§ **AIM OF THE EXERCISE**
Reproduce the listing below without any change.

§ **Named object pointing entries**

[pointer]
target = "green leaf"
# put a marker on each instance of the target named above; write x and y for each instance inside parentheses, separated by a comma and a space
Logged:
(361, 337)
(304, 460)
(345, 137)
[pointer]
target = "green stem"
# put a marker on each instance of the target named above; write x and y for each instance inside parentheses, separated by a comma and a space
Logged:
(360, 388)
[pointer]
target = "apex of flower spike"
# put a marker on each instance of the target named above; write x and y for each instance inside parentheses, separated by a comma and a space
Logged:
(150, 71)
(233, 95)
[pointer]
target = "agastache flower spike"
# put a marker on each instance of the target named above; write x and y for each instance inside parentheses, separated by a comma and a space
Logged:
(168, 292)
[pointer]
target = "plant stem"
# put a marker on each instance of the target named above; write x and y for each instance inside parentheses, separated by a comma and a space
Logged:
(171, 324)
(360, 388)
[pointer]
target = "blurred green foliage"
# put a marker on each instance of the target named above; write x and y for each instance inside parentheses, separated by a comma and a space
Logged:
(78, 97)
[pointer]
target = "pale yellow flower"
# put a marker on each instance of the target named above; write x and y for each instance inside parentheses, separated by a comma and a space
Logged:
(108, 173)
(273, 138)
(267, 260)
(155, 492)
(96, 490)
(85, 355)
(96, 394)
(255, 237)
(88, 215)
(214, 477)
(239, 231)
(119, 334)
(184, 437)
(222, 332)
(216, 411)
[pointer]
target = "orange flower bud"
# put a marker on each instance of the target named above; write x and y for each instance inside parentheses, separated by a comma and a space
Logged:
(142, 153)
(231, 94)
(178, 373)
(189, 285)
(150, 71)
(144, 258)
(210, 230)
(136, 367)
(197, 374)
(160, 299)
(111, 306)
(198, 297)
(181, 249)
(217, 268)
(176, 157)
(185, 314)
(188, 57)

§ **RESULT OF THE EXERCISE**
[pointer]
target = "green leaf"
# put a marker on each instance of the target named above; write x and y for each instance inside parentheses, separated by a comma and a space
Logged:
(361, 337)
(304, 460)
(345, 137)
[pointer]
target = "green stem"
# put a marker on each instance of the target named above; write x and y for each instance inside parentheses, separated by a comma and a space
Logged:
(360, 388)
[pointer]
target = "apex of flower spike"
# put a marker on each instance of the target named above; write x and y for each instance inside parentheses, separated by a comma and a space
Logged:
(150, 71)
(233, 95)
[pointer]
target = "agastache flower spike"
# put a marker on each instance of the target named above; write x and y for each instance inside parentheses, separated by a comma and a space
Logged:
(168, 292)
[pointer]
target = "plant stem"
# put a marker on each instance of the target named above; write x and y for each instance inside parentheses, separated by a comma and a space
Logged:
(171, 324)
(360, 388)
[pointer]
target = "blurred green foliage"
# put a marker on each instance of the target named above; write x and y for each instance inside parentheses, separated by a comma and a space
Logged:
(78, 97)
[pointer]
target = "pale yellow flower"
# put a marker on each instance of the target named above; write x and y for each instance inside parentheses, separated by a comma and a space
Logged:
(108, 173)
(273, 138)
(267, 260)
(155, 492)
(96, 490)
(85, 355)
(96, 394)
(255, 237)
(88, 215)
(214, 477)
(239, 231)
(119, 334)
(184, 437)
(222, 332)
(216, 411)
[pointer]
target = "orange flower bud"
# put a marker on each instance of the target named above; write x and y for each instance inside parentheses, separated by a comma and a space
Logged:
(142, 153)
(231, 94)
(178, 373)
(189, 285)
(150, 71)
(144, 258)
(210, 230)
(136, 367)
(197, 374)
(160, 299)
(111, 306)
(198, 297)
(181, 249)
(217, 268)
(176, 157)
(185, 314)
(188, 57)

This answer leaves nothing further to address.